• [INFORMATION SUPPLIED]
============================================================

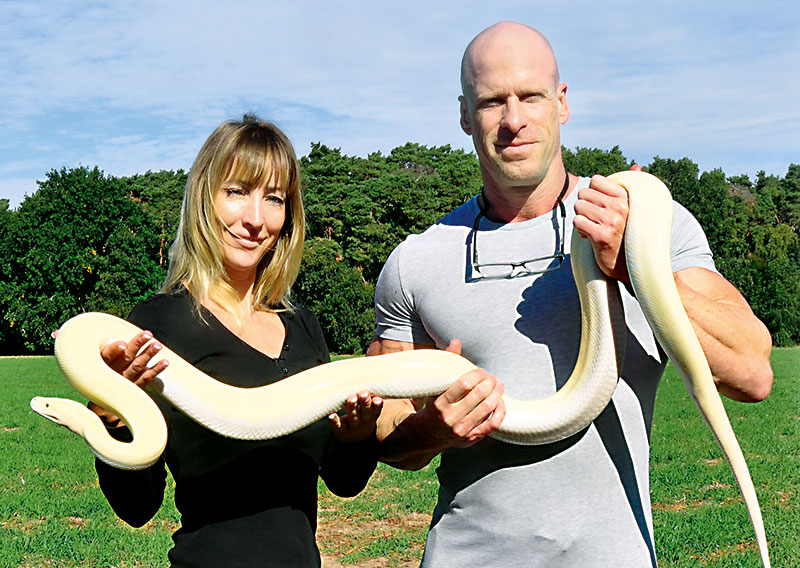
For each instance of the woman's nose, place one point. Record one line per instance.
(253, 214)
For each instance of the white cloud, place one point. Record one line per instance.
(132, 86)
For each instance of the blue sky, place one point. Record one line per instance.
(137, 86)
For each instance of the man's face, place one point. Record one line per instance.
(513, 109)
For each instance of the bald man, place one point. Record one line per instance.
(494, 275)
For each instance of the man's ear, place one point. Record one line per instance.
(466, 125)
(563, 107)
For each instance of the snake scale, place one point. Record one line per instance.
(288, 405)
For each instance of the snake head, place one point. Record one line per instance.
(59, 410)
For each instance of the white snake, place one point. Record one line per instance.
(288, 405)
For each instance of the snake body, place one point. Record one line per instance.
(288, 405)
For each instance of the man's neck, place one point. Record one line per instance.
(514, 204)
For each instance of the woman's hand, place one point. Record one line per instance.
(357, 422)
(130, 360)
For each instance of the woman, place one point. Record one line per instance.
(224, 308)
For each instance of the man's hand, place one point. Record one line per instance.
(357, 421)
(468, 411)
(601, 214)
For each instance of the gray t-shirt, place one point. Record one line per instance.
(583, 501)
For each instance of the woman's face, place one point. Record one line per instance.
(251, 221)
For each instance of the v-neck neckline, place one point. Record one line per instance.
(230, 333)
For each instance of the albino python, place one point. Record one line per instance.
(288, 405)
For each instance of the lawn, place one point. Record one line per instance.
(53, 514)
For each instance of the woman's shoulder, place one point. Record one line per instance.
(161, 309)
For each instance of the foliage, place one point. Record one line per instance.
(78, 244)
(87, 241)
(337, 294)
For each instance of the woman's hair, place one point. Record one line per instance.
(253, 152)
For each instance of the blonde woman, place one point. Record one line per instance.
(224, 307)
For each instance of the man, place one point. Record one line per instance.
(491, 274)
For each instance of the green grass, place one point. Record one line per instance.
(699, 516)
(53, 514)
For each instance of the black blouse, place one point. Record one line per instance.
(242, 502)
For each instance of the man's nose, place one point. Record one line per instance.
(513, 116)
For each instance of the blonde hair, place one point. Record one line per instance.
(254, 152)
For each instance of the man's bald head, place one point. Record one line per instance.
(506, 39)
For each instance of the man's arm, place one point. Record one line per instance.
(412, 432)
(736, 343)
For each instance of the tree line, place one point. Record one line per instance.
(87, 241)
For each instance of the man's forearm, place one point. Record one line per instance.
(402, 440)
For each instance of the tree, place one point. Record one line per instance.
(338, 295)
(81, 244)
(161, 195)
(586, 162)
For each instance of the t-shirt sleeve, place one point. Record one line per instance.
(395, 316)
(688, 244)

============================================================

• [THE PROBLEM]
Except for the pictures, copy the material above exactly.

• [ANSWER IN FULL]
For each instance of the woman's nose, place one point. Record one line per instance.
(253, 214)
For each instance of the white cloud, place one point. Record one line per instance.
(132, 86)
For each instance of the blue sky, place one point. Record one line per instance.
(137, 86)
For each instance of the man's face, place one point. Record one line per instance.
(513, 109)
For each instance of the bald man, place one point. Record one line per instance.
(494, 275)
For each instance of the man's ear, place one point. Record one line per instance.
(466, 125)
(563, 107)
For each instance of the snake scale, place one point. Record one line per instance.
(288, 405)
For each instance of the snake head, place one point. Record one line per instance.
(59, 410)
For each instance of the white snake, place one point. Record one line per instance.
(288, 405)
For each instance of the snake body, place one point. Record one line per instance.
(288, 405)
For each instance of the man's neck, place one point. Record one line per instance.
(514, 204)
For each instance of the woman's hand, place one point. Record one line per instance.
(357, 422)
(130, 360)
For each instance of the woman, place one point. Record one line per instance.
(224, 308)
For each instance of the man's hand, place one point. Record one line per instance.
(357, 421)
(468, 411)
(601, 214)
For each instance of the gray t-shirt, place one point. Record one line per instance.
(583, 501)
For each instance of the woman's face, place one point. Record one line per instance.
(251, 221)
For each instance of the v-neck neckline, place one point. Record one line per instance.
(230, 333)
For each instance of the albino python, place one point. Record one line per instance.
(288, 405)
For each instance of the lawn, place one point. Record one line per instance.
(53, 514)
For each instance of the woman's shoulder, place one point. Record one line per instance.
(161, 309)
For each instance of the foliage, place one point. Record one line per instance.
(78, 244)
(87, 241)
(337, 294)
For each instance of the woman's hair, place one point. Record one line per instance.
(253, 152)
For each instance of the blonde woman, place one point. Record one line per instance.
(224, 307)
For each instance of the man, place one point. Record one line per instance.
(491, 274)
For each instance of the green grass, place one point. Record one line per instance.
(699, 516)
(53, 514)
For each instance of the black blouse, place one point. Record one line per instance.
(242, 502)
For each instance of the man's nose, place one point. Record one line per instance.
(513, 116)
For each instance of the blonde hair, place one point. Record one line per instance.
(254, 152)
For each instance of the man's bald head, place one point. Record one line per instance.
(506, 39)
For each instance of the man's arm, place one point. Record one line per instance.
(412, 432)
(736, 343)
For each instance of the tree line, place one point. Record one line per instance.
(87, 241)
For each instance of the man's forearm, place one point. Record one line per instance.
(402, 440)
For each instance of the tree, place one point. Record one line per instance.
(338, 295)
(81, 244)
(161, 195)
(586, 162)
For each instance of the t-shirt sleeve, place one point. Record one line per instance.
(395, 316)
(688, 244)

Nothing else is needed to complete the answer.